:: INSTRUCTIONS TO FOLLOW ::
Quote every line below exactly as it reads.

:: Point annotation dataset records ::
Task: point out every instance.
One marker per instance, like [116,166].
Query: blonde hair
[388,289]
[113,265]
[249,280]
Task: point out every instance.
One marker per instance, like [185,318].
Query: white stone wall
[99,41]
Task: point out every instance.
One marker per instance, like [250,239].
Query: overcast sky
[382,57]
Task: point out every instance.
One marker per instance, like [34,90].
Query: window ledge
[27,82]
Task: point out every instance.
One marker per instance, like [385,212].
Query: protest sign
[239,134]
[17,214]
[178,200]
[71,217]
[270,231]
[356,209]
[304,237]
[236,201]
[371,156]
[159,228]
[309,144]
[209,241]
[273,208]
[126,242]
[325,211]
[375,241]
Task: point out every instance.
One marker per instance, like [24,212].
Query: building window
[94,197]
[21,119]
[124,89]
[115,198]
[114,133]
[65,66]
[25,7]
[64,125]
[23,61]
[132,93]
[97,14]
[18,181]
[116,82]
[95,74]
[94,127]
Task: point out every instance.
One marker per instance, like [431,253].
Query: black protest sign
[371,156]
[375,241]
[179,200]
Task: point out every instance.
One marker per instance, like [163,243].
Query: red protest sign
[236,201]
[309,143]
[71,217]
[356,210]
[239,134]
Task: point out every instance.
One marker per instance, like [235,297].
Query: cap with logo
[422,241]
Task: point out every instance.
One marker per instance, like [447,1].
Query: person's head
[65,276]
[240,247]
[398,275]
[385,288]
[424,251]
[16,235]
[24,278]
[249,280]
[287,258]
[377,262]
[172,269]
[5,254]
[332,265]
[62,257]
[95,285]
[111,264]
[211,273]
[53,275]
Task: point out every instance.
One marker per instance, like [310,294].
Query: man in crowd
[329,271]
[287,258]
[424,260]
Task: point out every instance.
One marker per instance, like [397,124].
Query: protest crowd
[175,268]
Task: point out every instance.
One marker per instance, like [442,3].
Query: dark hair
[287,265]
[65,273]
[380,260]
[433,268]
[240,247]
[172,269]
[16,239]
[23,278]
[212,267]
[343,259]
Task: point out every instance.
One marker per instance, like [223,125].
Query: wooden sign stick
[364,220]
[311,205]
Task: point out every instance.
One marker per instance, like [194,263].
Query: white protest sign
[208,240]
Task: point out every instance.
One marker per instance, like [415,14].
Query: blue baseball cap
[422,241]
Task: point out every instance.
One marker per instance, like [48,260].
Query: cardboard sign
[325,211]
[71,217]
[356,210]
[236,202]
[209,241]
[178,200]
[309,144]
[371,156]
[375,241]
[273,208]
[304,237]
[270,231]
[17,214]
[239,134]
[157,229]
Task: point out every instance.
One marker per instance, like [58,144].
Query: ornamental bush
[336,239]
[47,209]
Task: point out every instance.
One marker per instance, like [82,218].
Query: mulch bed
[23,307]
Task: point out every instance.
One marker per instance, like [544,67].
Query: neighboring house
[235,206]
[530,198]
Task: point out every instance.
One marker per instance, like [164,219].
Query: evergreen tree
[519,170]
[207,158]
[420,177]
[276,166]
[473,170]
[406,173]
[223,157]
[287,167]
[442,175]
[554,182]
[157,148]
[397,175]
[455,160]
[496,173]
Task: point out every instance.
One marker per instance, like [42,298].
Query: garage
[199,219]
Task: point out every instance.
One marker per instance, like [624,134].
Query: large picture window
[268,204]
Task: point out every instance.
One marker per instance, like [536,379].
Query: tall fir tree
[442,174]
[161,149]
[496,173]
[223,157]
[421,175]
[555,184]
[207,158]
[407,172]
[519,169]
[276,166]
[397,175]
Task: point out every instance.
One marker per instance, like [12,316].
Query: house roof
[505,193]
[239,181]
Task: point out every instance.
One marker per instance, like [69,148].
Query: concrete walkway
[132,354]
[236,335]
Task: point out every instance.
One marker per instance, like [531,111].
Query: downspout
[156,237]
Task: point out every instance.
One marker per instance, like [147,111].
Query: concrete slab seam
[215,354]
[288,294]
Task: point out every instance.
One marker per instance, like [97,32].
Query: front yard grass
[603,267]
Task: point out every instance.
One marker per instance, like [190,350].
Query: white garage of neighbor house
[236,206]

:: RESPONSE TO THIS TASK ::
Task: point out every instance.
One marker per instance, like [116,166].
Query: blonde hair
[388,289]
[113,265]
[249,280]
Task: point out every instance.
One marker per instance, like [185,318].
Query: white stone wall
[99,41]
Task: point out every instance.
One marker per instance, like [250,239].
Query: overcast sky
[382,57]
Task: point out every instance.
One marker per instance, like [34,90].
Query: window ledge
[27,82]
Task: point out every instance.
One marker per instance, like [385,212].
Query: protest sign
[239,134]
[17,214]
[178,200]
[71,217]
[270,231]
[356,209]
[304,237]
[236,201]
[371,156]
[159,228]
[309,144]
[209,241]
[273,208]
[126,242]
[325,211]
[375,241]
Task: point out every instance.
One marker per instance, like [24,212].
Query: building window
[94,197]
[21,119]
[124,89]
[115,198]
[114,133]
[65,66]
[25,7]
[64,125]
[23,61]
[132,93]
[97,14]
[18,181]
[116,82]
[95,74]
[94,127]
Task: point out every instance.
One marker per instance, like [431,253].
Query: black protest sign
[371,156]
[375,241]
[179,200]
Task: point out every instance.
One marker per instance, like [163,243].
Query: red protest sign
[236,201]
[309,143]
[71,217]
[356,210]
[239,134]
Task: point out every instance.
One marker per instance, like [235,297].
Query: cap with logo
[422,241]
Task: point out every instance.
One marker per instance, like [447,1].
Query: person's head
[65,276]
[240,247]
[398,275]
[385,288]
[424,251]
[16,235]
[24,278]
[249,280]
[287,258]
[377,262]
[172,269]
[5,254]
[332,265]
[62,257]
[95,285]
[111,264]
[211,273]
[53,275]
Task: point out every instance.
One marker per instance, like [310,294].
Query: man in crowd
[329,271]
[287,258]
[424,260]
Task: point out every instance.
One marker per instance, like [397,124].
Query: protest crowd
[175,268]
Task: point out every instance.
One marker per instance, like [442,3].
Query: dark hair
[287,265]
[65,273]
[380,260]
[433,268]
[240,247]
[172,269]
[16,239]
[23,278]
[212,267]
[343,259]
Task: point out every instance.
One marker per instance, like [223,125].
Query: wooden sign stick
[364,220]
[311,205]
Task: point out every instance.
One marker per instance, like [194,263].
Query: white protest sign
[208,240]
Task: point out every instance.
One marker per instance, like [415,14].
Query: blue baseball cap
[422,241]
Task: point out every instance.
One marker per instance, like [48,260].
Query: cardboard sign
[325,211]
[71,217]
[356,210]
[236,202]
[209,241]
[178,200]
[309,144]
[371,156]
[375,241]
[273,208]
[304,237]
[270,231]
[17,214]
[239,134]
[157,229]
Task: point out every instance.
One marker per instance, like [58,144].
Query: ornamental bush
[336,239]
[47,209]
Task: point out every instance.
One marker per instance, like [82,218].
Query: mulch bed
[23,307]
Task: point out every instance.
One marker per instance, like [544,67].
Query: neighboring house
[235,206]
[530,198]
Task: point out every instance.
One marker per instance, like [164,219].
Query: evergreen tree
[519,170]
[207,158]
[420,177]
[276,166]
[473,170]
[406,173]
[223,157]
[287,167]
[442,175]
[554,182]
[157,148]
[397,175]
[455,160]
[496,173]
Task: point out every instance.
One marker per instance, like [42,298].
Query: garage
[199,219]
Task: point out every instance.
One marker per instance, like [624,134].
Query: large picture window
[268,204]
Task: point out every instance.
One marker per instance, like [536,379].
Query: tall fir tree
[442,174]
[161,149]
[496,173]
[223,157]
[421,175]
[555,184]
[207,158]
[407,172]
[519,169]
[276,166]
[397,175]
Task: point out every instance.
One marker per instance, like [12,316].
Query: house roof
[505,193]
[239,181]
Task: point out every instance.
One marker per instance, like [69,148].
Query: concrete walkway
[132,354]
[236,335]
Task: point out every instance.
One marker per instance, like [531,111].
Query: downspout
[156,237]
Task: point out every instance.
One marker per instance, like [147,111].
Query: concrete slab seam
[215,354]
[288,294]
Task: point out every instance.
One marker per instance, like [97,32].
Query: front yard grass
[603,267]
Task: point out every instance.
One marker per instance, like [190,350].
Query: white garage of neighbor house
[236,206]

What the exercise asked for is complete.